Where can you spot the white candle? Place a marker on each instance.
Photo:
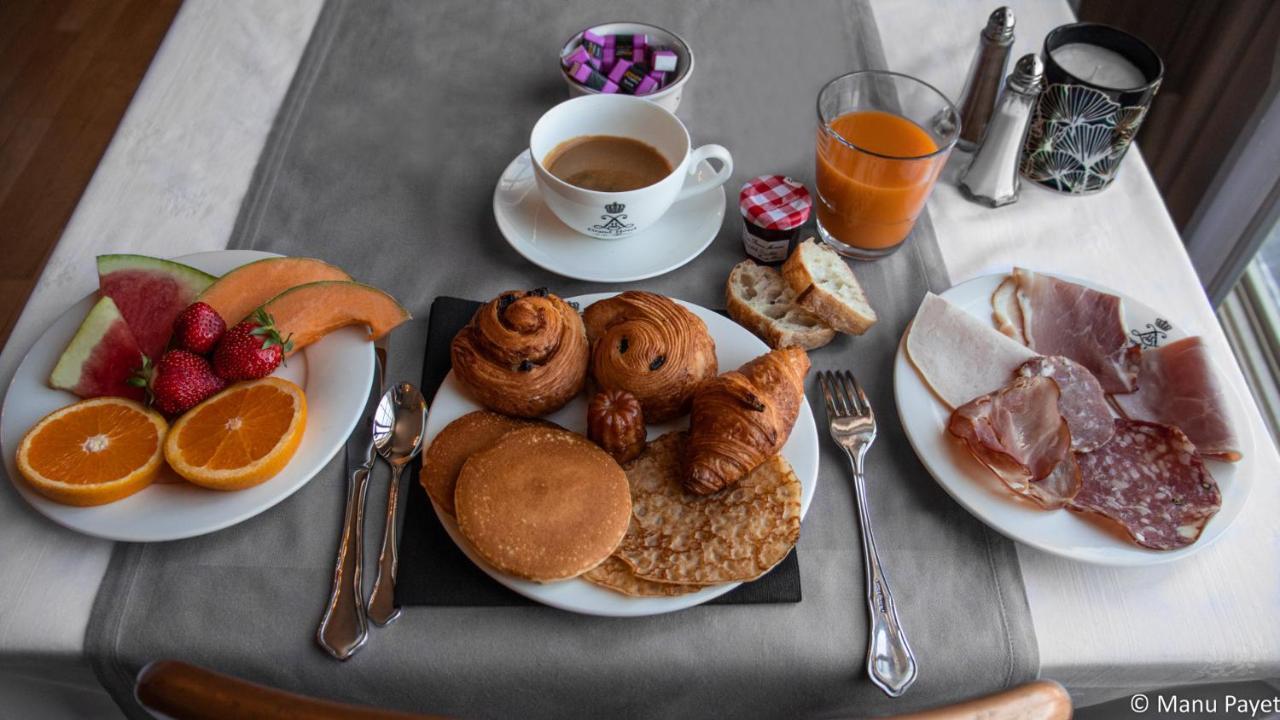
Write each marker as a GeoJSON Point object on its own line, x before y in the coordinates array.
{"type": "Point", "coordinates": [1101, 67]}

--

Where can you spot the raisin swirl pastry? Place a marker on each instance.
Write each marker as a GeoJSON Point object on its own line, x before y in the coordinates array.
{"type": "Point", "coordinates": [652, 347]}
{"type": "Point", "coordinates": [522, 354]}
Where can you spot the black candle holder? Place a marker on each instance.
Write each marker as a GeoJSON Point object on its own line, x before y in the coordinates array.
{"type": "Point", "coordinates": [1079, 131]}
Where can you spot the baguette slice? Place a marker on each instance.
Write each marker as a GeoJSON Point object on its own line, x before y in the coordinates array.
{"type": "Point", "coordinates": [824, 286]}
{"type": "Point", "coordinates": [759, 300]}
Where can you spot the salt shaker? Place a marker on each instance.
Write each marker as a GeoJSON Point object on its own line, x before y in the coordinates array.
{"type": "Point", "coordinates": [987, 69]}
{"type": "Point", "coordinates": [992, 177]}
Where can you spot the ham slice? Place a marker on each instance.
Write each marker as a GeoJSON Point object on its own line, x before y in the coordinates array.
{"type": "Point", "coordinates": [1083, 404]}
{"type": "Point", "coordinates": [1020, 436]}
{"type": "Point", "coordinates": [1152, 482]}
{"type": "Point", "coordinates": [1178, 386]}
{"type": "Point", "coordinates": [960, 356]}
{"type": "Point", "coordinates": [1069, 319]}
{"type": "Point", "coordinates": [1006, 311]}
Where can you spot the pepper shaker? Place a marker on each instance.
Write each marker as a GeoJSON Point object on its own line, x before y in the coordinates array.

◆ **EXERCISE INSTRUCTIONS**
Review the preceding data and report every line that includes the string "spot".

◆ **OUTPUT FOR THIS EXERCISE**
Where can you spot the white candle? Place a marker on each instance.
Where can you spot the raisin swirl pastry? Place a marker on each instance.
Where can you spot the black candle holder? Place a marker on each instance.
Where can you spot the baguette slice? Place a marker on each instance.
Where can you spot the salt shaker? Place a marker on each instance.
Where can you spot the ham slice? Place a marker on each instance.
Where can you spot the pepper shaker? Place a marker on each instance.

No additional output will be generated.